Text provided:
In the baseline experiment, 28 observers viewed all 15 lighting conditions in random order from a seated position near one wall. Actually, the experiment was run in two separate events, with 12 and 16 observers in each. We found no statistical differences between these populations so the data are combined as if done in a single experiment. Using a MATLAB GUI questionnaire on a laptop screen, observers were asked to assess the ten perceptual attributes. The questionnaire said “Please rate the scene on the following aspects:” then listed each perceptual attribute alongside a 7-point scale using radio buttons. The leftmost button was labeled “Low,” the middle button “Neutral,” and the rightmost button “High.” Mean opinion scores (MOS) for each of the ten perceptual attributes over each of the 15 light conditions are illustrated in Fig. 3. Rather than to try to explain the trends visible, this data-rich figure is provided simply to illustrate that this set of relatively simple light conditions indeed provides a strong effect on all of the perceptual attributes being measured (in fact light condition has a significant effect on every attribute according to analysis of variance (ANOVA) results). The MOS illustrated comprise the ground truth that we aim to match with virtual presentations created through our 3D visualization pipeline.
Virtual presentation experiments
The baseline experiment was followed by a series of experiments that mimicked the baseline experiment but used only virtual stimuli – rendered visualizations of the Light Lab in the various lighting conditions presented on displays. In all of the virtual experiments, observers viewed randomized, displayed images of the virtual Light Lab and used the same second-screen MATLAB GUI that was used in the baseline experiment, thus making assessments of each of the perceptual attributes on a 7-point scale. Each separate experiment included about 20 observers who each assessed either 45 or 60 image stimuli: the same 15 lighting conditions through three or four different presentations. Our 3D visualization pipeline, explained in the following section, was tested in parts over time, not with a full-factorial experimental design, resulting in iterative improvements along the way. Full details of the presentations, observers, etc., are explained below and summarized in Table 2.

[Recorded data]
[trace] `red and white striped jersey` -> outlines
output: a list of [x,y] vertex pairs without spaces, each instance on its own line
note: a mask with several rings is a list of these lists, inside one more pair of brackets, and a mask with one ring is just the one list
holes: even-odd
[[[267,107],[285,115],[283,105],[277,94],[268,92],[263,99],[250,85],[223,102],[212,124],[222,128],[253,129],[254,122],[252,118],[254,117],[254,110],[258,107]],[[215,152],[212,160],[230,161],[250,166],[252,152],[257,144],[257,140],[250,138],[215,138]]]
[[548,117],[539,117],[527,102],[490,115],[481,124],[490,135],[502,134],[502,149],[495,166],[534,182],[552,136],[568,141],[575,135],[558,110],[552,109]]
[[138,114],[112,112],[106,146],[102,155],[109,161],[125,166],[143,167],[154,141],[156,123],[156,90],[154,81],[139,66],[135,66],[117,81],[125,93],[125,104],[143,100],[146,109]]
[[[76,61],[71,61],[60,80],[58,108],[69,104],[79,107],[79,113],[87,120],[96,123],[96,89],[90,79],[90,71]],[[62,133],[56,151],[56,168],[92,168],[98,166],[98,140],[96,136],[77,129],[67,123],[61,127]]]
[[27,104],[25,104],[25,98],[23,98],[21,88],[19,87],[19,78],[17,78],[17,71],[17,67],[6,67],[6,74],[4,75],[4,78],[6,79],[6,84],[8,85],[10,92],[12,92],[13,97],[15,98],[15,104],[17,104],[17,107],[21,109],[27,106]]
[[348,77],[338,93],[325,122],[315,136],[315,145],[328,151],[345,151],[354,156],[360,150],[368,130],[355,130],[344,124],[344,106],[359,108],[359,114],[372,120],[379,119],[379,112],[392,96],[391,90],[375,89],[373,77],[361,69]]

Required tasks:
(a) In the text on the lighting perception experiments, why are the results from the two observer groups in the baseline experiment treated as one data set? Answer in one to three sentences.
(b) Proceed with the text on the lighting perception experiments, picking up after its last sentence.
The recorded data have no connection to the text on the lighting perception experiments.

The responses:
(a) The baseline experiment was actually run as two separate events, one with 12 observers and one with 16. Because no statistical differences were found between these two populations, their data are combined as if they came from a single experiment.

(b)
3D visualization pipeline
The series of steps used in creating 3D visualizations, or renderings, can be thought of as a production or graphics pipeline, as shown in Fig. 4. In the first block of our 3D visualization pipeline, a scene is created including models of its geometric, material, and lighting system characteristics. Geometry may originate from an architectural drawing or 3D model, be inferred from a laser scan of a real space, or be manually built up from graphics primitives. Material models include a model of the bi-directional reflectance distribution function (BRDF) of surfaces in the scene, generally with texture and bump maps, which may be taken from available libraries or captured with photography and reflectance measurements. Lighting details include models of the geometry, technology, light distribution, color, and control limitations of light sources in the scene, where light distribution can be specified via measured photometry or simulated by including optical elements in the geometric model. The formats and limitations of material and lighting models are necessarily linked to the renderer in the next block.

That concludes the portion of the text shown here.